[[ Extracted data open ]]

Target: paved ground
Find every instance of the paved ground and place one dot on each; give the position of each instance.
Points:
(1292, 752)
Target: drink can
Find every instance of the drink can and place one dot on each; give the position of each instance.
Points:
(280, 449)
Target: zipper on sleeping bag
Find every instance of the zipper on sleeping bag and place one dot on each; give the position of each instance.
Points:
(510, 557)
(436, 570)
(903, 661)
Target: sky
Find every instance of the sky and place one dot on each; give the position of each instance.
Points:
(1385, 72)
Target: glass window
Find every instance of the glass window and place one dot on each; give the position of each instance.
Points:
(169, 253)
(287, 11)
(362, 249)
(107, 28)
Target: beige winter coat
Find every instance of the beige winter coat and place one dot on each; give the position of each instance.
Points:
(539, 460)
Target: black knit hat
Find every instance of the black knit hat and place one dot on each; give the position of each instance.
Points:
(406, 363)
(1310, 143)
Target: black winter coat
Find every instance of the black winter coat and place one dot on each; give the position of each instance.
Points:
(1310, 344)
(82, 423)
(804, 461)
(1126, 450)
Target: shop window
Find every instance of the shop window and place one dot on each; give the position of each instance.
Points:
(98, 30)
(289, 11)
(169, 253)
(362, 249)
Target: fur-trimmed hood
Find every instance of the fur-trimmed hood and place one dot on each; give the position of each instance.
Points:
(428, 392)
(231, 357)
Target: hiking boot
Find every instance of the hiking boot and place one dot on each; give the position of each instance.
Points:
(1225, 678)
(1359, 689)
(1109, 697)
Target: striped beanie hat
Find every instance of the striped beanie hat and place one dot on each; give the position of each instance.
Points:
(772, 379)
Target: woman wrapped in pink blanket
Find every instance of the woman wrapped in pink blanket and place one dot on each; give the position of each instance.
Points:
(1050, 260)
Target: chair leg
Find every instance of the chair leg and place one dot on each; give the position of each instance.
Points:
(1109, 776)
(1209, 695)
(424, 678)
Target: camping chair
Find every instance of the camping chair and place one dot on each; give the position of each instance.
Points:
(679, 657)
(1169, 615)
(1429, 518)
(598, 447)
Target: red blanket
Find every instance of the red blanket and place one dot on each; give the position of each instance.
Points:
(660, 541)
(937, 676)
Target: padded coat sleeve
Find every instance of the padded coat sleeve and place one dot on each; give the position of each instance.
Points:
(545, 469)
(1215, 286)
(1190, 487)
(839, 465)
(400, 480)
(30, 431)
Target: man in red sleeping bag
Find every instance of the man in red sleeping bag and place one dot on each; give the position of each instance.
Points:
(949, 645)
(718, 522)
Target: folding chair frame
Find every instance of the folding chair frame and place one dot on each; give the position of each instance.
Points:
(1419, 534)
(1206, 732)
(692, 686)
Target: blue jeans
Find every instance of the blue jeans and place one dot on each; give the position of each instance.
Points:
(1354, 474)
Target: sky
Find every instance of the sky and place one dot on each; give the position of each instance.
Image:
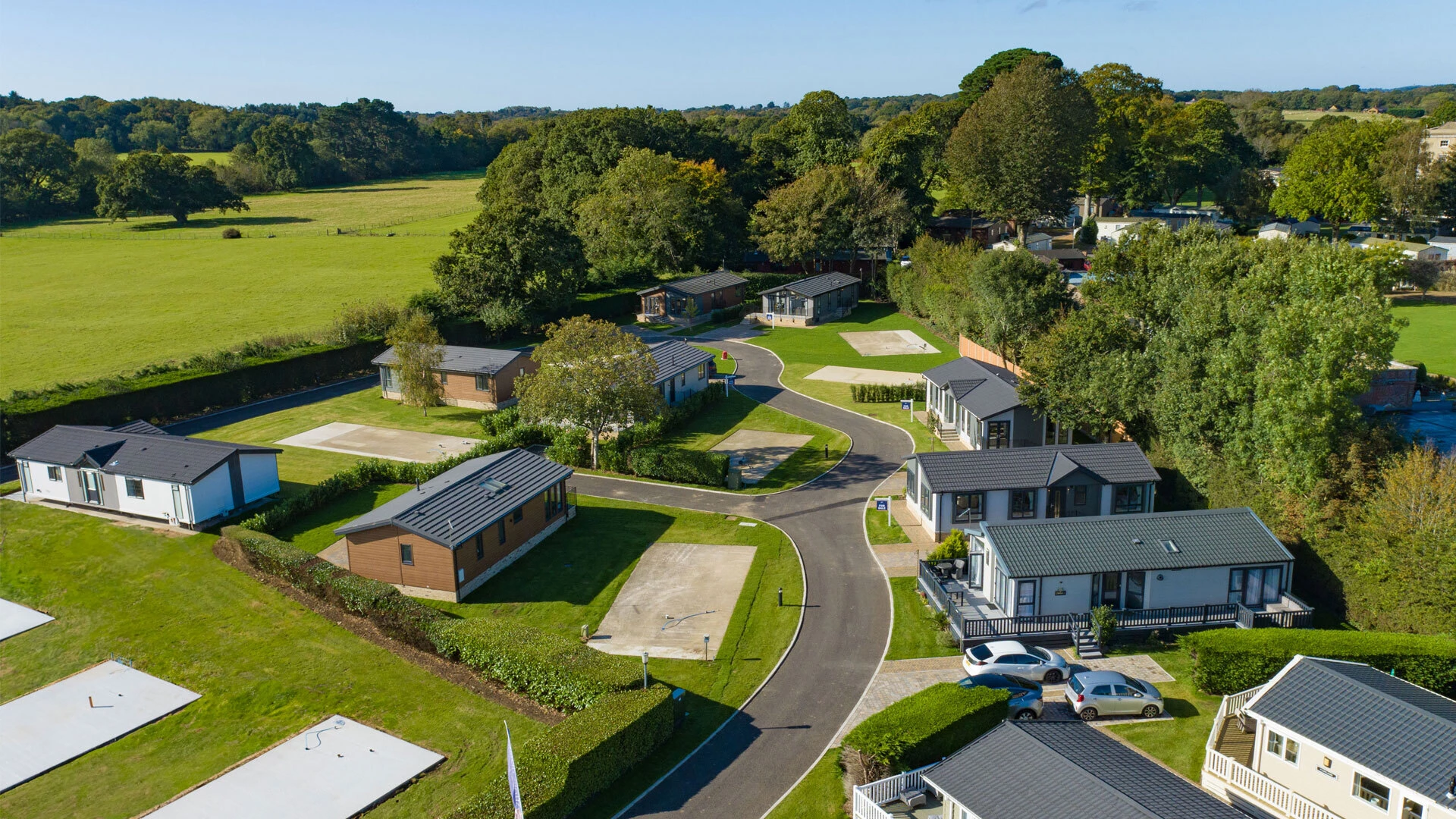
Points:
(435, 55)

[[ Extracted data closed ]]

Work instruction:
Keeping the pictures out, output the records from above exactly and completely.

Task output:
Target: paved ground
Find every instance of the paved ground and place one dot on each; give the position of each instance.
Points:
(1292, 752)
Target: drink can
Find every instance of the drink can and place one dot on each; give the position of each instance.
Points:
(280, 449)
Target: zipper on sleeping bag
Find every instance of the zipper on sleeping bag and place one dot on each; give the position of each instance.
Points:
(510, 557)
(436, 570)
(903, 661)
Target: sky
Find every instance of the sky and place one dot on each; give the position of each instance.
Points:
(1385, 72)
Target: glass window
Find every instance of the glass window and place one dot on each; give the position of each instance.
Points:
(169, 253)
(287, 11)
(362, 249)
(107, 28)
Target: beige winter coat
Find every instance of the beige winter coat and place one dot on each; give the position of each instance.
Points:
(539, 460)
Target: black knit hat
Find every instance of the black knit hat and place one dot on each; give the position of each instance.
Points:
(406, 363)
(1310, 143)
Target: black winter coat
Find every instance of the black winter coat and place one dot on each; give the position of each instance.
Points:
(1310, 344)
(82, 423)
(804, 461)
(1126, 450)
Target: shop window
Find every instance of the shop window and place one dot on each; give the position of each instance.
Points:
(98, 30)
(289, 11)
(169, 253)
(362, 249)
Target: fur-trimmed hood
Find every instance of the fur-trimmed hood and place one dot on each; give the position of each instance.
Points:
(428, 392)
(231, 357)
Target: hiking boot
Find every instance of the hiking boot and place one dot on each; give the position of each instance.
Points:
(1225, 678)
(1359, 689)
(1109, 697)
Target: striped beanie hat
Find every instance of the striped beanie hat and place one dot on each; give the position of each instance.
Points:
(772, 379)
Target: woman wrapped in pink blanket
Find every instance of the woman wrapped in pink blanket and place one dot on each; give the position of each instance.
Points:
(1050, 260)
Target: chair leg
Find every instance of the chair leg and place one dot on each; give the position of each instance.
Points:
(1109, 776)
(1209, 695)
(424, 678)
Target: camping chair
Find every instance of the camping chair and place one dot on each; give the position of each instance.
Points:
(679, 657)
(1169, 615)
(1429, 518)
(598, 447)
Target: red blanket
Find every instance of the red blanket and place one dot on each; give the position of each instance.
Points:
(660, 541)
(937, 676)
Target: padded coat sleeve
Find every instance of the padded coat sleeve and place one dot on each; give the position of each instance.
Points:
(545, 469)
(1215, 286)
(1190, 487)
(839, 465)
(400, 480)
(30, 431)
Target: man in red sleeping bag
Find every instance of the man in red sleeping bag and place one dot on each; give the position of each instance.
Points:
(949, 645)
(718, 522)
Target: folding chair frame
Find every instance of the folding chair frame and place one dot on each; give the position of each instance.
Points:
(1419, 534)
(1206, 732)
(692, 686)
Target: blue jeans
Find every instance of the blue jeans and place one dot on each; give the position of each instance.
Points:
(1354, 474)
Target: sky
Find every instance of the sky and place one dot on each; give the position of each instance.
Image:
Points:
(435, 55)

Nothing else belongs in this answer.